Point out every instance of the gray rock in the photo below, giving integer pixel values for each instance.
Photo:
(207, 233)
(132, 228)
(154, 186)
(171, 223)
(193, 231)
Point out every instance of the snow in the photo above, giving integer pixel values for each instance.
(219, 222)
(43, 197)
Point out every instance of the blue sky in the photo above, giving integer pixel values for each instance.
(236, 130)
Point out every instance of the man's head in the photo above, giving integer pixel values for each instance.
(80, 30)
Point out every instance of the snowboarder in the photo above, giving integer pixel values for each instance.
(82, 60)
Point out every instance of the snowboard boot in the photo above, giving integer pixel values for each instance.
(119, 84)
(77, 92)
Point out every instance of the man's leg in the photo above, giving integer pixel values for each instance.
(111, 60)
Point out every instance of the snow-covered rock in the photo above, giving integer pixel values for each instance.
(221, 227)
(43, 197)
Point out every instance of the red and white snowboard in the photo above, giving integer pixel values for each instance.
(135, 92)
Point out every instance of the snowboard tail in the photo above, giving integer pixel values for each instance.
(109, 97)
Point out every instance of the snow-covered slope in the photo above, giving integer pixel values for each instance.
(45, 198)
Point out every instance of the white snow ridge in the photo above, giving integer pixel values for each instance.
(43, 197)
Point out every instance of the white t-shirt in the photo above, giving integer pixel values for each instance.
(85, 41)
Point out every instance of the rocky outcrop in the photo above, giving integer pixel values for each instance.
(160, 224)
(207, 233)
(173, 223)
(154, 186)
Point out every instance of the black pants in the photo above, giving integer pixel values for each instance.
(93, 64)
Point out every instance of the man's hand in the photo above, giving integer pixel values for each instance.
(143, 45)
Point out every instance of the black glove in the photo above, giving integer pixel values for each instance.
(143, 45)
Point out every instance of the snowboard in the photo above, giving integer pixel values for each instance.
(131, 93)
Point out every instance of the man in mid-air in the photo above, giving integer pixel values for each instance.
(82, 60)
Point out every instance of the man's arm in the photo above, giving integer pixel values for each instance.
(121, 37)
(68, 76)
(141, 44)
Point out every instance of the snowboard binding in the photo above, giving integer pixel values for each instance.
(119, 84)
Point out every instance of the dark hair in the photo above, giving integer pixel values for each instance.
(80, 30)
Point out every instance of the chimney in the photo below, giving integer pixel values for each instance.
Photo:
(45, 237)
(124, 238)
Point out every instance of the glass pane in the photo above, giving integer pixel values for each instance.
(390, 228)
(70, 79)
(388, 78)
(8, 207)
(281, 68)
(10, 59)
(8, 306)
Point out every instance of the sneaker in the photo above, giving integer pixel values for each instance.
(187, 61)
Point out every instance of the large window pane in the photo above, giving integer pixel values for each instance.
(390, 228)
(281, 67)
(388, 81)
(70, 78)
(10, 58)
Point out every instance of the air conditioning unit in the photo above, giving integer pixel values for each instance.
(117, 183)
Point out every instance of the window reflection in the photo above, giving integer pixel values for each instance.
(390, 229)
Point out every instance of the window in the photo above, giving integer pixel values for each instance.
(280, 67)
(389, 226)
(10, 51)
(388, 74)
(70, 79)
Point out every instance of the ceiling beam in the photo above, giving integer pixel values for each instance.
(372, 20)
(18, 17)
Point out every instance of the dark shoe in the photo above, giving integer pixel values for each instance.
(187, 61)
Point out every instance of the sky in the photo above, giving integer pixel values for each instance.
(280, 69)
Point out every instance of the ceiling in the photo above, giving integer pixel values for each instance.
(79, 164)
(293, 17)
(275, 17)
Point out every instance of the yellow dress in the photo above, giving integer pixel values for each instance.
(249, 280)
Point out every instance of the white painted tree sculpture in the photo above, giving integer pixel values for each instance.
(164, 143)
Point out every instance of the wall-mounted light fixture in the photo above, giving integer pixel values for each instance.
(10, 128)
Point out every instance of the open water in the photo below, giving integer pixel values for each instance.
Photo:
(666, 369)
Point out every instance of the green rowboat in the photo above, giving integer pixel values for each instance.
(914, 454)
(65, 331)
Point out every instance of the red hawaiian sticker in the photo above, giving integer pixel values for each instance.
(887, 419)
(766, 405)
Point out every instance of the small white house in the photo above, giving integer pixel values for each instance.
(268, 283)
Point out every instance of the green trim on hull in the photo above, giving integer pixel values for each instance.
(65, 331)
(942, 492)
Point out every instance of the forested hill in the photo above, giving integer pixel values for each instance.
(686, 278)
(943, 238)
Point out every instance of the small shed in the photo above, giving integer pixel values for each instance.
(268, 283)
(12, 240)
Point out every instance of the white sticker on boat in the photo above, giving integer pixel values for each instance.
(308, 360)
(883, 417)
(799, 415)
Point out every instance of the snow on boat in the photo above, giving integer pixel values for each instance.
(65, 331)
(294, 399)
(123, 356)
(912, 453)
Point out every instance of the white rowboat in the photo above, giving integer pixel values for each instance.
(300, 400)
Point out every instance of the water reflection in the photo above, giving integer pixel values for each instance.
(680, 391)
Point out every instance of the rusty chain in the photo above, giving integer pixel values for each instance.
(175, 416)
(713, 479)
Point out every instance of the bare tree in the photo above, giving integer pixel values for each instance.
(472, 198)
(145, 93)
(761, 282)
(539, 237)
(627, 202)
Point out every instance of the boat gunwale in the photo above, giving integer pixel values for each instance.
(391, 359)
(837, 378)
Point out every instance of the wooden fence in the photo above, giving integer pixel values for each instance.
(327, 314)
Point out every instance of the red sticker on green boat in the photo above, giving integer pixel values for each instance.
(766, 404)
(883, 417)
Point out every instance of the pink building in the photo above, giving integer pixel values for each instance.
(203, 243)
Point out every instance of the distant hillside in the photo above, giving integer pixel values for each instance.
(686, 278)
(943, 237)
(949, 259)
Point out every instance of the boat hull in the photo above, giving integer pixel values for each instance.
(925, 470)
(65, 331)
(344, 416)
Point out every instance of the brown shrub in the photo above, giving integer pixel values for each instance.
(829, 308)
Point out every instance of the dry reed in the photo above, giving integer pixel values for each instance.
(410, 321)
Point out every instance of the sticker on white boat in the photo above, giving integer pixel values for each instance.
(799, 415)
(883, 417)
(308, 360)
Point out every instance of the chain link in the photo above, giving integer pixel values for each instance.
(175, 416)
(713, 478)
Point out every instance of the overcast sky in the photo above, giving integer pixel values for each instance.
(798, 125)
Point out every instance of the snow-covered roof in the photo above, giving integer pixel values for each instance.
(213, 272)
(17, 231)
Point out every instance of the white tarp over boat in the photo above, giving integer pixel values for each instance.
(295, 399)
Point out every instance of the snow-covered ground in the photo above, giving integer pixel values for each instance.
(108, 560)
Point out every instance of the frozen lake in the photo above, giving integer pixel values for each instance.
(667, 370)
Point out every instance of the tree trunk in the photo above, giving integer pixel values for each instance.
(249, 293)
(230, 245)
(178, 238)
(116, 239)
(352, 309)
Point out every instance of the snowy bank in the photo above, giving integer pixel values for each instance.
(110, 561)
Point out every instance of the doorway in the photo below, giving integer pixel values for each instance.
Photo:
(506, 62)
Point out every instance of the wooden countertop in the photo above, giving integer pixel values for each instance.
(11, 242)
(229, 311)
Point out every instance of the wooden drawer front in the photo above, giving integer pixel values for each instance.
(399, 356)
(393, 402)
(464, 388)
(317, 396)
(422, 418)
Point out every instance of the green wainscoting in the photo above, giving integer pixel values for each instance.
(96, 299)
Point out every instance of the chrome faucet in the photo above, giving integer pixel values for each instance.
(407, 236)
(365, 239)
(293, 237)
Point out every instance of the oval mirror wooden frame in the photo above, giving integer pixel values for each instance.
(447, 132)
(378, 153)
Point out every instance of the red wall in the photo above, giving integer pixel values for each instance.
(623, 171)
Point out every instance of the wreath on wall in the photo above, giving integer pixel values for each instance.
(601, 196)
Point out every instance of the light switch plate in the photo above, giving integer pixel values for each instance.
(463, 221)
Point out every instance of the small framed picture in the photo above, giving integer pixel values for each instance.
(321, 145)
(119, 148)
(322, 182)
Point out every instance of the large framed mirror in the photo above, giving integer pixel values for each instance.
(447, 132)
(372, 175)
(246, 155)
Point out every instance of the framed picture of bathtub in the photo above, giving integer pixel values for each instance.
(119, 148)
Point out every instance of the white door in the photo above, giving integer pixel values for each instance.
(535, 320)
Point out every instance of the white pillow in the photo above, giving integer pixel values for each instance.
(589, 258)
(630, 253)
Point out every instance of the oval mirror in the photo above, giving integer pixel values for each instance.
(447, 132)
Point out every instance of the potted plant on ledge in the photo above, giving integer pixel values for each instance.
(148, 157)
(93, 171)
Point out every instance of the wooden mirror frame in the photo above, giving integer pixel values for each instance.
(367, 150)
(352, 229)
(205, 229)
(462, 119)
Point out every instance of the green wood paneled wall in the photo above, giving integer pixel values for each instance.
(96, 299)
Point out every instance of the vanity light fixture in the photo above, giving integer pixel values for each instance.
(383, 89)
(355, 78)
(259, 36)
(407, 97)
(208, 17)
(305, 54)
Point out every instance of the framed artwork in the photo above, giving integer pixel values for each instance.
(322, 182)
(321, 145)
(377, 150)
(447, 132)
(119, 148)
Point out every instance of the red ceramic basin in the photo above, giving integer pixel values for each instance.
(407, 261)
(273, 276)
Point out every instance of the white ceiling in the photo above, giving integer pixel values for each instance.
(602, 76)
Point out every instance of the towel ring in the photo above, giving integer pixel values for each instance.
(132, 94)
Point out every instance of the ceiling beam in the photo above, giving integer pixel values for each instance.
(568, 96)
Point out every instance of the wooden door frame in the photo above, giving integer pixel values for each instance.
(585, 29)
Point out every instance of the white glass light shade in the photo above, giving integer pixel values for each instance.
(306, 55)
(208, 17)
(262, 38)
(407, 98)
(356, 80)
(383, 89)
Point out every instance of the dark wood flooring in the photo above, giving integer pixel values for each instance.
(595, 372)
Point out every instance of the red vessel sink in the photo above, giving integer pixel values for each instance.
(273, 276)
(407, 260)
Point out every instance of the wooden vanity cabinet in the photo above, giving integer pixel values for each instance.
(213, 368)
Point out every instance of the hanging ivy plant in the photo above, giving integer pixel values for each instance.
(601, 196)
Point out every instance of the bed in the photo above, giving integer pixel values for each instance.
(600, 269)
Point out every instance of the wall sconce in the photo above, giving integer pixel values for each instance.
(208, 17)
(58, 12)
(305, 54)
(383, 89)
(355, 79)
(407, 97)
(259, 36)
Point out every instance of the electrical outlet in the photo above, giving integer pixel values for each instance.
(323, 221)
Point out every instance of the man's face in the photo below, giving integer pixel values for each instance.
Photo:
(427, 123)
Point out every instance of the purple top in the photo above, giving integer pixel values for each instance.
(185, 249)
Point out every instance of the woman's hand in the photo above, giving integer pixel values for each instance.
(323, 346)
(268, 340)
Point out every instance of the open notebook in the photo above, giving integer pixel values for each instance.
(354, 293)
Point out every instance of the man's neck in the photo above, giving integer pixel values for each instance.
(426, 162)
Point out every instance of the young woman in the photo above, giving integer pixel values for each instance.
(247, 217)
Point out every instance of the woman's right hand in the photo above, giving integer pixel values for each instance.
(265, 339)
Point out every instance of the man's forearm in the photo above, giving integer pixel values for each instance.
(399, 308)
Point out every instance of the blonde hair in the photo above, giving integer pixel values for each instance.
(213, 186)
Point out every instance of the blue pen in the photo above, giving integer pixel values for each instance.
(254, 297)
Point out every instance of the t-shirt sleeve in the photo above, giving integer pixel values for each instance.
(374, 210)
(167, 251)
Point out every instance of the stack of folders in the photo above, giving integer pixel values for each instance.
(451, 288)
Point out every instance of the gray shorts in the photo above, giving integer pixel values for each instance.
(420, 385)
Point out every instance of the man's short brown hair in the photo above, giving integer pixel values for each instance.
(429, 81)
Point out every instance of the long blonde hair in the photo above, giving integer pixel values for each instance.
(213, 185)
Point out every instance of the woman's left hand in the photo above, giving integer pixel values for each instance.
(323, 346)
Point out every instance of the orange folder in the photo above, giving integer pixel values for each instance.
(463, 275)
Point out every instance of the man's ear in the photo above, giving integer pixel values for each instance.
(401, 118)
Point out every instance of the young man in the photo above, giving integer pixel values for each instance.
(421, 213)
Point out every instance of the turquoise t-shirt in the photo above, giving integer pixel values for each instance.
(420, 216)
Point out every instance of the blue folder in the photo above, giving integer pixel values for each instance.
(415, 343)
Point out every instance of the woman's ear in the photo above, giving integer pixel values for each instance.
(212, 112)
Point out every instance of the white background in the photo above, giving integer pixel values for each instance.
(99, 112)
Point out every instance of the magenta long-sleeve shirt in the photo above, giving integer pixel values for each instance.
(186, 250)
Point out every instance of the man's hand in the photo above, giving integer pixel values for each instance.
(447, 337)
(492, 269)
--------------------
» **Work instructions**
Only the lines from the one containing "Point out every instance of the blue folder" to the end of the listing belong in the output, each reproduced exactly.

» **Answer to this exercise**
Point out every instance of the blue folder in the photo above, giving integer pixel values for each instance.
(415, 343)
Point out every instance of the woman's ear in the photo above, giving integer pixel values for each instance.
(212, 112)
Point out every instance of the white background in the photo above, giving integer pixel values for each instance.
(99, 112)
Point out every instance of the magenta long-sleeve shirt in the photo above, giving integer pixel values for each instance.
(186, 250)
Point out every instance of the man's hand in the photo above, giving integer pixel values for each instance.
(447, 337)
(492, 269)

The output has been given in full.